▶ [Brief]: Please show each line of the listing where "bounding" is present.

▶ [Available data]:
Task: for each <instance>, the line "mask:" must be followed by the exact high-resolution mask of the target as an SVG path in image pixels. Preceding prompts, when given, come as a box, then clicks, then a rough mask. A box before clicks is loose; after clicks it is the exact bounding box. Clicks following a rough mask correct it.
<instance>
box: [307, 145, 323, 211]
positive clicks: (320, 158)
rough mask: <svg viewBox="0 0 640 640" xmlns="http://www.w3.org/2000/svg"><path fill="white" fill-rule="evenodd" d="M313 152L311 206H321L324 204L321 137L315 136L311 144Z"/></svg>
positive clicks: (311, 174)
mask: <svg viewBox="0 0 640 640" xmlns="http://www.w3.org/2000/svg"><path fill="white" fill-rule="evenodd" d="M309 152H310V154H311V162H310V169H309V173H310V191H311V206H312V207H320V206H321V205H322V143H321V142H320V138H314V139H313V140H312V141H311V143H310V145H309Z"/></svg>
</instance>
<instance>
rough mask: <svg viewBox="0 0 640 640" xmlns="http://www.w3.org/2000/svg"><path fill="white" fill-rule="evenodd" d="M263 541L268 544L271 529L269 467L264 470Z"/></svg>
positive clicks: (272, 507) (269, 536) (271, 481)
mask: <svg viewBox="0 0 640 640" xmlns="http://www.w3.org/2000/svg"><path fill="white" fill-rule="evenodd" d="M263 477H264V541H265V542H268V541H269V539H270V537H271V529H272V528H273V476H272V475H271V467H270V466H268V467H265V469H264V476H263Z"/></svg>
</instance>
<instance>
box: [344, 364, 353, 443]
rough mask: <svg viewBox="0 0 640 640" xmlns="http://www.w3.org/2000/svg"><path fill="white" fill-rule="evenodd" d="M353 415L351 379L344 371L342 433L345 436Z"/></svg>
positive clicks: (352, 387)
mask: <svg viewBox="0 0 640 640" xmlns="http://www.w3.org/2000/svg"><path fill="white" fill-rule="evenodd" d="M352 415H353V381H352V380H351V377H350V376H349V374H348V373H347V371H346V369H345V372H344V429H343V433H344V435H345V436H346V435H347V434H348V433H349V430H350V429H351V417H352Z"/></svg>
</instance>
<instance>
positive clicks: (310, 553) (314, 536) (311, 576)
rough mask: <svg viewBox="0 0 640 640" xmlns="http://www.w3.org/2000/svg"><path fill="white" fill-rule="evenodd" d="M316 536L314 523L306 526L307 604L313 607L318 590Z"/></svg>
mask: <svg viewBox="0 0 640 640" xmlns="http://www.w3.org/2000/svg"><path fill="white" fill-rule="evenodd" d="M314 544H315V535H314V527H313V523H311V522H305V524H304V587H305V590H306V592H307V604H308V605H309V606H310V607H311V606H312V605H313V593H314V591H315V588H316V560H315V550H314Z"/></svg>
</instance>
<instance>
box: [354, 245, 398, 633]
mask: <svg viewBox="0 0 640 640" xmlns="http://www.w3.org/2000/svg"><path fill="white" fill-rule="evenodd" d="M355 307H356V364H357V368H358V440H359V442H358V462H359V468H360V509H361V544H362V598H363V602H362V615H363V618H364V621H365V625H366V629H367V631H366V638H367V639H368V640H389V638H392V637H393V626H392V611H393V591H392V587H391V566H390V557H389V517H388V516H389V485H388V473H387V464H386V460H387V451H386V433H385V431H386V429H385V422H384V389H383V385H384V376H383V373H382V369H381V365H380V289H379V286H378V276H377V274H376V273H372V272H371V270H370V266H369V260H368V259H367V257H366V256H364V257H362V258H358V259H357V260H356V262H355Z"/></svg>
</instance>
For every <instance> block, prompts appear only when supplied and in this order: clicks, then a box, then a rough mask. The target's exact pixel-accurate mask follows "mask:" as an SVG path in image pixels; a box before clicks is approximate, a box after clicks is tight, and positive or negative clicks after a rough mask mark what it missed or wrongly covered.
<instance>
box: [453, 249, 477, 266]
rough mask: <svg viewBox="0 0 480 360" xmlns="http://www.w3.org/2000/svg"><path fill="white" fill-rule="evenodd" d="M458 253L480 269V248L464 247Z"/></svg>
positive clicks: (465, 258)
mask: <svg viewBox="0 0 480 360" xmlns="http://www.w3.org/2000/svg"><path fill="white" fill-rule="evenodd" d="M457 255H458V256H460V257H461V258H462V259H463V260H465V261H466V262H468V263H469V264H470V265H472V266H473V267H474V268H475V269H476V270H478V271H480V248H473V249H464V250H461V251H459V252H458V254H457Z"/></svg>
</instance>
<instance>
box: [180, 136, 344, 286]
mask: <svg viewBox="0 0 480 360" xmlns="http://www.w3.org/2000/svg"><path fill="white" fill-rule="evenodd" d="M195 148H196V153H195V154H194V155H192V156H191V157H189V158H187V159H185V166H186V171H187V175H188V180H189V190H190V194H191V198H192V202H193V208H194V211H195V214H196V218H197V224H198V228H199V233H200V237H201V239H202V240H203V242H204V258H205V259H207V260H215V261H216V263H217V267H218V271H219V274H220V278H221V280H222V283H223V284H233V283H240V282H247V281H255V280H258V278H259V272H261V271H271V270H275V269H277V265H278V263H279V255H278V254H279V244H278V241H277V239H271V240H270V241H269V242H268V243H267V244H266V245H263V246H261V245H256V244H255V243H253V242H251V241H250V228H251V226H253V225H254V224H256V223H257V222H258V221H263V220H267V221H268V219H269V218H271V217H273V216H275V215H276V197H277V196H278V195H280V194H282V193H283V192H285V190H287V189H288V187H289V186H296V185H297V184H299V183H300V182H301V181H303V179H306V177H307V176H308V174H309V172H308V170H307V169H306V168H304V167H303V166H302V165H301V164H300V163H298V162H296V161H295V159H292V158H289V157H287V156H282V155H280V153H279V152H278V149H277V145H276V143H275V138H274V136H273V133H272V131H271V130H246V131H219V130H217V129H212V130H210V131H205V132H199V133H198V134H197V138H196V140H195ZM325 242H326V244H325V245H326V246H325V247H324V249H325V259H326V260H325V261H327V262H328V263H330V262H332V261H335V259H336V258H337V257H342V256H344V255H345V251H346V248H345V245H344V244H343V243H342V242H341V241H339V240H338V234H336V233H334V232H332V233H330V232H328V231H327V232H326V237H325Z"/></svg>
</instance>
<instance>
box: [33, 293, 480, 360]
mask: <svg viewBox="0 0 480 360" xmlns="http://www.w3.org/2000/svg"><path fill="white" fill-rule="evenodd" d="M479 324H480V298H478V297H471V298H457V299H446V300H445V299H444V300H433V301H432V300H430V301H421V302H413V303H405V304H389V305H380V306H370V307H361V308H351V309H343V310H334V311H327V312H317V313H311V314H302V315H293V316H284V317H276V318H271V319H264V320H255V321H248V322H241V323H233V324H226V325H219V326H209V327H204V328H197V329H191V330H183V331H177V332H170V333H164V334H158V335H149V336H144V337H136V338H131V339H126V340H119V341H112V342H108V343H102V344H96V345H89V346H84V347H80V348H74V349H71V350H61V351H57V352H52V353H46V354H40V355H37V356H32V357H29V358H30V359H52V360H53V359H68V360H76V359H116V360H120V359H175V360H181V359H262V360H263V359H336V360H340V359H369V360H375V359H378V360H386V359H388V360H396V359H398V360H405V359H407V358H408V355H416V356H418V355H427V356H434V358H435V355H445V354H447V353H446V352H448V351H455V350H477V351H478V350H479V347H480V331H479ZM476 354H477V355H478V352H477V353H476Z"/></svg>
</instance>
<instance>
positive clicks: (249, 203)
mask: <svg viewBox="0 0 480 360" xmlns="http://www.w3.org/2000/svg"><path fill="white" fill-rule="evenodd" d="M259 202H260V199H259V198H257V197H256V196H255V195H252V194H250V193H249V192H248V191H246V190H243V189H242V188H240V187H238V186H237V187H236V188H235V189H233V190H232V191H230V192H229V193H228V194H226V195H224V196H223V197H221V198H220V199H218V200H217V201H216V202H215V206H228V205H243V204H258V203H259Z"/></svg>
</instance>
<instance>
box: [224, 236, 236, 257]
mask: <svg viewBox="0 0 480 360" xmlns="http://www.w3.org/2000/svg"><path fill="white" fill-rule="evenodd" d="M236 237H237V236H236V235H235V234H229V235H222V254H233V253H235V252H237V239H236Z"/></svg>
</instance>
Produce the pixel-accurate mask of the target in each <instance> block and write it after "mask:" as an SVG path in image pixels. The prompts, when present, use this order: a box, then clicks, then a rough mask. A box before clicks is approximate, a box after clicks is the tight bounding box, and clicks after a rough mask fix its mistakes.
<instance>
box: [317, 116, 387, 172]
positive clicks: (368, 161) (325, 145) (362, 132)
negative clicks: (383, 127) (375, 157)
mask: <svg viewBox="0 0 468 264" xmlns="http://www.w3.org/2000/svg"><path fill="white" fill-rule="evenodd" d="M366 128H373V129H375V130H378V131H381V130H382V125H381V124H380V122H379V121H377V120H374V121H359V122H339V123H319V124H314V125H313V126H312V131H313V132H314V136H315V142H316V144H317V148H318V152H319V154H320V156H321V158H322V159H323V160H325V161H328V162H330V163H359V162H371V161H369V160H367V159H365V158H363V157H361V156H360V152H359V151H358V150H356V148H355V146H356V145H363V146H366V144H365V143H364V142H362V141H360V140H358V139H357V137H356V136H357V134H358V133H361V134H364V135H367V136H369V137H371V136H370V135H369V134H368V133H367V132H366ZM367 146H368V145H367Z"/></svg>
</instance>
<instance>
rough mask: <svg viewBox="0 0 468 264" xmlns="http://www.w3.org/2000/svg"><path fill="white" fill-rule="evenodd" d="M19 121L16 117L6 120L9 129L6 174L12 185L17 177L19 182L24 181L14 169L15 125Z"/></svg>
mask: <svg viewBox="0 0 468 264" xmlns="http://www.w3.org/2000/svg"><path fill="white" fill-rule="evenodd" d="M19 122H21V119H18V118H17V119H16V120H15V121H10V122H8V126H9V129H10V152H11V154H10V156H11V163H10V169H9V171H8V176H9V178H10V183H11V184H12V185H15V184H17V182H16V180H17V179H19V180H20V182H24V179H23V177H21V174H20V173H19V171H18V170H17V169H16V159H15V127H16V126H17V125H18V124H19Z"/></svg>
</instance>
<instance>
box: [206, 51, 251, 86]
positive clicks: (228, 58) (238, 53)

▶ [Worked solution]:
Task: for each <instance>, the line "mask:" must be followed by the exact high-resolution mask of the target as an SVG path in image pixels. Preceding prompts, when given, come as a box, then clicks, then a rough mask. A box before clicks is loose; after clicks it is the exact bounding box. Clicks following a rough mask correct it.
Produce the pixel-accurate mask of the target in each <instance> block and write it after "mask:" as an SVG path in image pixels. The prompts, when present, use this order: a box, then clicks, then a rough mask. A box before clicks is approximate, a box after clicks is the tight bounding box, and clicks after a rough mask fix its mistakes.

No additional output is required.